▶ **Aim of the exercise**: Please render the listing as a numbered list, starting at its first line and running through the line that contains "246, 198, 265]]", with both ends included. Leave out any blank lines.

▶ **Annotated coordinate records**:
▬▬▬▬▬▬▬▬▬▬

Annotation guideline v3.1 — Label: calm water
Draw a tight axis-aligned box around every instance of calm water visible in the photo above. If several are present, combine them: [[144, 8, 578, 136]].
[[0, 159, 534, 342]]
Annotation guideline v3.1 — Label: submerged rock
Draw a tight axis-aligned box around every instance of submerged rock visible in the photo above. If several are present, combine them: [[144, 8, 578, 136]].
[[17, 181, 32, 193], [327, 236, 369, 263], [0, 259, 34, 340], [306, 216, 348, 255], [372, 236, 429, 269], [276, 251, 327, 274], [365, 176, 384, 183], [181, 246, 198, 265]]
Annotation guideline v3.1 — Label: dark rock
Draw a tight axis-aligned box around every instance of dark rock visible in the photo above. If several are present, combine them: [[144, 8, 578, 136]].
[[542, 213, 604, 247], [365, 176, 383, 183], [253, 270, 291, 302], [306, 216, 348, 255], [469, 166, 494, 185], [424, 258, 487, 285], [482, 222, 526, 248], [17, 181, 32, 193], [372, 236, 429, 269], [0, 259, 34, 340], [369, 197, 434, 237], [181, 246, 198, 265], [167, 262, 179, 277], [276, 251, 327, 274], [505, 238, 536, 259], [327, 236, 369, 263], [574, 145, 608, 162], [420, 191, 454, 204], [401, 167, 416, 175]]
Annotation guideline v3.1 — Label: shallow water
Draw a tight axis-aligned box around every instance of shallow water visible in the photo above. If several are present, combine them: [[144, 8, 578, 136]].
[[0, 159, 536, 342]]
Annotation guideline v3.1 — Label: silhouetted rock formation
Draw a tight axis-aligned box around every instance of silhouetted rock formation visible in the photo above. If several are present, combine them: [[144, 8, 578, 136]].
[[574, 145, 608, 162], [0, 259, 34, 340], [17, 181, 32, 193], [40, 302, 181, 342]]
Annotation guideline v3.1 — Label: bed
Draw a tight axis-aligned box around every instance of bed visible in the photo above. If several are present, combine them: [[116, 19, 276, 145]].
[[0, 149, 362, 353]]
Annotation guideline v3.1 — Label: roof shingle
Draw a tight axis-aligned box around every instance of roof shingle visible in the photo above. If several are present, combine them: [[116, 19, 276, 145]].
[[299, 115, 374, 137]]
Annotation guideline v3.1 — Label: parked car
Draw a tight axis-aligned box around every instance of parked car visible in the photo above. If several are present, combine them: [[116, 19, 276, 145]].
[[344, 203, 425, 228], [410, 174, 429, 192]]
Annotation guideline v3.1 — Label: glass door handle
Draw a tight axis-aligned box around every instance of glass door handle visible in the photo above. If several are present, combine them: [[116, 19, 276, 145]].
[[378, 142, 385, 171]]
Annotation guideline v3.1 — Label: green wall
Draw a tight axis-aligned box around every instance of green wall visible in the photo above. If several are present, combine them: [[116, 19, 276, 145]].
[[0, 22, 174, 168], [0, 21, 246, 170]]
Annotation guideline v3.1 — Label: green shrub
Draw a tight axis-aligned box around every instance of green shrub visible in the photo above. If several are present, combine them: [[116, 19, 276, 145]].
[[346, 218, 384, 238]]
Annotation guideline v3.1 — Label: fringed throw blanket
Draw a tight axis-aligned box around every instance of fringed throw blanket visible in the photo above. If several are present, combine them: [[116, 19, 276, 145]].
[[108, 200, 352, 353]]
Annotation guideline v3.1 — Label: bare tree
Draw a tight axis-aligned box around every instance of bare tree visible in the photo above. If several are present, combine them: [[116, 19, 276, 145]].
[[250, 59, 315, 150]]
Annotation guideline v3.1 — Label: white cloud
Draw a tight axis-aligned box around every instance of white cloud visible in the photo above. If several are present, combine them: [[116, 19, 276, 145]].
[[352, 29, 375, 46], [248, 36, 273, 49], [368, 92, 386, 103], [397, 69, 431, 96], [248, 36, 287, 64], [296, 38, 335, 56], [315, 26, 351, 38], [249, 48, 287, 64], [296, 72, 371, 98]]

▬▬▬▬▬▬▬▬▬▬

▶ **Result of the task**:
1. Annotation guideline v3.1 — Label: calm water
2. Draw a tight axis-aligned box around every instance of calm water visible in the photo above. If several are present, combine them: [[144, 8, 578, 136]].
3. [[0, 159, 534, 342]]
4. Annotation guideline v3.1 — Label: submerged rock
5. Draw a tight axis-aligned box around every instance of submerged rock visible in the photo above. If several are present, combine them: [[144, 8, 578, 136]].
6. [[17, 181, 32, 193], [327, 236, 369, 263], [0, 259, 34, 340], [306, 216, 348, 255], [372, 236, 429, 269], [276, 251, 327, 274], [365, 176, 384, 183], [181, 246, 198, 265]]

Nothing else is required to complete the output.